Aim a -> Show each row that contains the word "bread", matching case exactly.

Excerpted passage ->
5

How can I remove non-printable invisible characters from string?

Ruby version: 2.4.1

2.4.1 :209 > product.name.gsub(/[^[:print:]]/,'.')
 => "Kanha‬" 
2.4.1 :210 > product.name.gsub(/[^[:print:]]/,'.').length
 => 6 

2.4.1 :212 > product.name.gsub(/[\u0080-\u00ff]/, '').length
 => 6 

2.4.1 :214 > product.name.chars.reject { |char| char.ascii_only? and (char.ord < 32 or char.ord == 127) }.join.length
 => 6 

2.4.1 :216 > product.name.gsub(/[^[:print:]]/i, '').length
 => 6 

The word "Kanha" has 5 letters. However there is a 6th character that is not printable. How can I remove it?

By googling and SOing I have already tried few approaches, but as you can see none of those are helpful.

It is causing problems when I try to integrate out data with other systems.

Surya
  • 2,429
  • 1
  • 21
  • 42
  • 1
    Possible duplicate of [How to remove non-printable/invisible characters in ruby?](https://stackoverflow.com/questions/16530038/how-to-remove-non-printable-invisible-characters-in-ruby) – dug Apr 25 '19 at 14:27
  • Nope have tried those and none of those works and the links given in the answer there are not functional now :( – Surya Apr 25 '19 at 15:29
  • Your unwanted character (`U+202C`) is considered printable (see `product.name.each_char.all?(/[[:print:]]/)`). Do you have issues with other characters? Deleting one character should be easy. – cremno Apr 25 '19 at 16:11
  • product.name.each_char.all?(/[[:print:]]/) This gives me error ArgumentError: wrong number of arguments (given 1, expected 0) I dont get what you are trying to say – Surya Apr 25 '19 at 16:57
  • It would be very helpful if you would replace `product.name` with its value (do that with `puts product.name`, cut and paste and add quotes). That way we could figure out what the offending character is, which may lead to a solution. Except for that it's an interesting question. btw, you don't need "Ruby" in the title as it is a tag. – Cary Swoveland Apr 25 '19 at 18:36
  • @cremno how did you find the unwanted character was `U+202C` and product.name.each_char.all?(/[[:print:]]/) This gives me error ArgumentError: wrong number of arguments (given 1, expected 0) I dont get what you are trying to say Please do explain – Surya Apr 30 '19 at 10:57
  • Sorry I forgot this feature was introduced in 2.5 and not 2.4. Also the accepted answer already mentions how to find such 'invisible' characters. – cremno May 01 '19 at 06:32

1 Answers1

9

First, let's figure out what the offending character is:

str = "Kanha‬"

Working data ->
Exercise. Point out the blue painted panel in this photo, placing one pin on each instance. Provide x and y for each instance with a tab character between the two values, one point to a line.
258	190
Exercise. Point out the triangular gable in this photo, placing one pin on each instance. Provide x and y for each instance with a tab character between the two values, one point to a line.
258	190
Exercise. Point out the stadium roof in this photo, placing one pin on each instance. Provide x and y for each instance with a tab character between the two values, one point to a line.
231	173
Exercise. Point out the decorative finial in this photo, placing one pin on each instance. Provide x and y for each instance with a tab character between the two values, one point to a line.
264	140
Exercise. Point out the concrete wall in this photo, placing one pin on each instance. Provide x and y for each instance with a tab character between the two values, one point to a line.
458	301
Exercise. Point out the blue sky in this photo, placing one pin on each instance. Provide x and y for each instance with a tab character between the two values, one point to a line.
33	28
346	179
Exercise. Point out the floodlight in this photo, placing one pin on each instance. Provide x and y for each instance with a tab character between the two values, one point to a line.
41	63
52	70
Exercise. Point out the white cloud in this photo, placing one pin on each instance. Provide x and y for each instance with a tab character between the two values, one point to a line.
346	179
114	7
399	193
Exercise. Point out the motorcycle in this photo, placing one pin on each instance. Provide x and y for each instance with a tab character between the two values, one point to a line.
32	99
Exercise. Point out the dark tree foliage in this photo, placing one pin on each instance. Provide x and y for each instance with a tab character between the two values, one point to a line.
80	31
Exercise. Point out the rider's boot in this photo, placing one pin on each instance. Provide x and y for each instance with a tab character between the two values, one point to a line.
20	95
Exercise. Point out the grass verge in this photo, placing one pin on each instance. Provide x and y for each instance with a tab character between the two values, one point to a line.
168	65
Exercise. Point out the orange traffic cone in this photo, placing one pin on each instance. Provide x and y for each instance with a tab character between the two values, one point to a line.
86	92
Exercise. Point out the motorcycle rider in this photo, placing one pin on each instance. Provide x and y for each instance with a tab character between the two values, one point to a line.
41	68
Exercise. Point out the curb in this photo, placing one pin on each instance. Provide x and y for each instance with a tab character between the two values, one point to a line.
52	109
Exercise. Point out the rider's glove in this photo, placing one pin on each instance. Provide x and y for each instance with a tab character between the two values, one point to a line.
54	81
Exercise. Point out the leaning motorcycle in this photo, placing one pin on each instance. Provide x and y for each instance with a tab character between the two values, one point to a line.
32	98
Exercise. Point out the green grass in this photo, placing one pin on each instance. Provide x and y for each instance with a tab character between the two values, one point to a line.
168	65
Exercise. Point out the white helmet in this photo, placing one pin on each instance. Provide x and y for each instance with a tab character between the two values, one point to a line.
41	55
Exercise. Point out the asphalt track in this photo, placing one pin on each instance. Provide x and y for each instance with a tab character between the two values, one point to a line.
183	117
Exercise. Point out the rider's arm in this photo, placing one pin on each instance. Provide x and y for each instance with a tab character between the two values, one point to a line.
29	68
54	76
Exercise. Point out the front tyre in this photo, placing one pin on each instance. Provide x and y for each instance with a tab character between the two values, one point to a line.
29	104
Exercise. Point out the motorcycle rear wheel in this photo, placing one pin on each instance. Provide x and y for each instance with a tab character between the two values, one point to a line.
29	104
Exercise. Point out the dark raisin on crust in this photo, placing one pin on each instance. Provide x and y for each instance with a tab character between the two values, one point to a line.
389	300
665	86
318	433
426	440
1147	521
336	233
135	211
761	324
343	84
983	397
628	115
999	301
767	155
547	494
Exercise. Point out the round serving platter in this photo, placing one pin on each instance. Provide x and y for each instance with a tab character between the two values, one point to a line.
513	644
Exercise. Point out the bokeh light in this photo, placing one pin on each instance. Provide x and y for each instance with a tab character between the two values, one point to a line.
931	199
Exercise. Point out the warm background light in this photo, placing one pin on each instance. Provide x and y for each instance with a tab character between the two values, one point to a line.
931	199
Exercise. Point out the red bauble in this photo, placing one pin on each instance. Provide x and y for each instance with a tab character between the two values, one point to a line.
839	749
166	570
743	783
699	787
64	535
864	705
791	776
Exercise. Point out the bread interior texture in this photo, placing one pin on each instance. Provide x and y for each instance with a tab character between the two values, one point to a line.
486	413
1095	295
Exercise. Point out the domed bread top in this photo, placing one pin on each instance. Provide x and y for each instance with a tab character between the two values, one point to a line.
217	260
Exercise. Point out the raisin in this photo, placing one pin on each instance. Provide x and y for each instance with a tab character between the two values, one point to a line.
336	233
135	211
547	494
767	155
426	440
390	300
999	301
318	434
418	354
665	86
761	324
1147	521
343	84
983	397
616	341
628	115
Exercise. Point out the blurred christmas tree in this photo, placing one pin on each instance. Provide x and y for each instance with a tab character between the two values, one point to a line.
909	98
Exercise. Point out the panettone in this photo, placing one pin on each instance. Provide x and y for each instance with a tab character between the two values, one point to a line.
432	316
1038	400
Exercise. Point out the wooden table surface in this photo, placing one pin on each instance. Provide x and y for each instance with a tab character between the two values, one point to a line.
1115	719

Aim b -> In the part of the thread on invisible characters that opens with the words containing "2.4.1 :214 >" and closes with "those are helpful.", replace "approaches" with "methods" and give that part again.

Complete output a ->
Exercise. Point out the bread interior texture in this photo, placing one pin on each instance. Provide x and y for each instance with a tab character between the two values, one point to a line.
Exercise. Point out the domed bread top in this photo, placing one pin on each instance. Provide x and y for each instance with a tab character between the two values, one point to a line.

Complete output b ->
2.4.1 :214 > product.name.chars.reject { |char| char.ascii_only? and (char.ord < 32 or char.ord == 127) }.join.length
 => 6 

2.4.1 :216 > product.name.gsub(/[^[:print:]]/i, '').length
 => 6 

The word "Kanha" has 5 letters. However there is a 6th character that is not printable. How can I remove it?

By googling and SOing I have already tried few methods, but as you can see none of those are helpful.